:: Reading text ::

Trigger Warning: workplace ableism and academic ableism, lack of legal protection for students against discrimination.
In December 2019, I was in my first year of university and had accepted an internship in a medical school lab. It was Thursday afternoon in February 2020 and I was walking to my introductory biology class and got a message from the Principal Investigator (PI).
I should come by his office after my immunology exam. Not sure why, I immediately started to worry. I tried to keep calm: he probably wants to discuss my new project. Why worry when there have been no problems? I walked up to his office cautiously.
He told me to sit down. I obeyed, hearing in his tone that this meeting had been something to fear. He said other people in the lab had a problem with me. While I knew they didn’t particularly like me, I didn’t think they had actual grievances. I was flabbergasted. “What problems? What did I do?” I asked.
He said, “Let’s not get into specifics, but some other people have been upset with you.” I immediately knew who one of the people was. She was a fellow undergrad and classmate with a project. She had always rubbed me the wrong way but I had tried to be nice to her and engage in conversations about class.
“Why does it have to be me who has to go and why not Anna*?” I asked. “I’m here so much. You know I’m dedicated to this work.”
“I know. You’re the most talented and dedicated undergrad we have, but her project is further along.”
Feeling that I was losing the chance to remain in the lab, I decided to tell him. “I didn’t plan on telling you this, but I’m autistic. I can’t read non-verbal cues very well, so I didn’t mean to upset anyone. If I could just apologize to everyone and ask that everyone use more verbal communication, then I think that would really help.”

:::

» Assignment: Copy out the part of the lab internship account starting with "I should come" and going on through "his office cautiously.".

:: The data ::

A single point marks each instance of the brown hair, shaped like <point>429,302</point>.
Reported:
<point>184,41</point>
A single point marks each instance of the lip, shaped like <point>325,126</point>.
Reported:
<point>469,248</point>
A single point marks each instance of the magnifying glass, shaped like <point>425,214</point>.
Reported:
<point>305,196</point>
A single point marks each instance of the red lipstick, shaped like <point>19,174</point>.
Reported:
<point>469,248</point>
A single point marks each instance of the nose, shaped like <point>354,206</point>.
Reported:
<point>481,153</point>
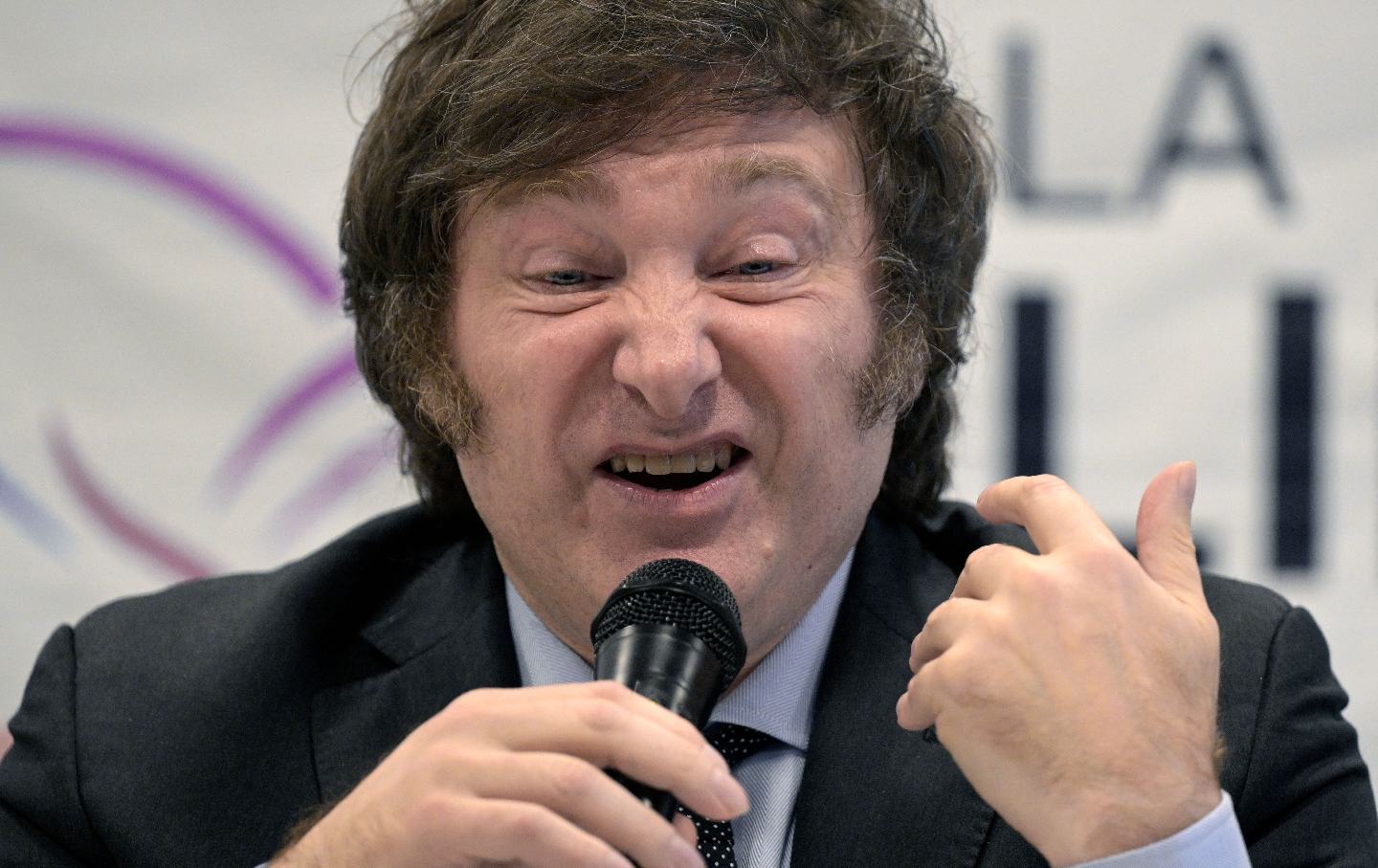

:::

» Expected answer:
I should come by his office after my immunology exam. Not sure why, I immediately started to worry. I tried to keep calm: he probably wants to discuss my new project. Why worry when there have been no problems? I walked up to his office cautiously.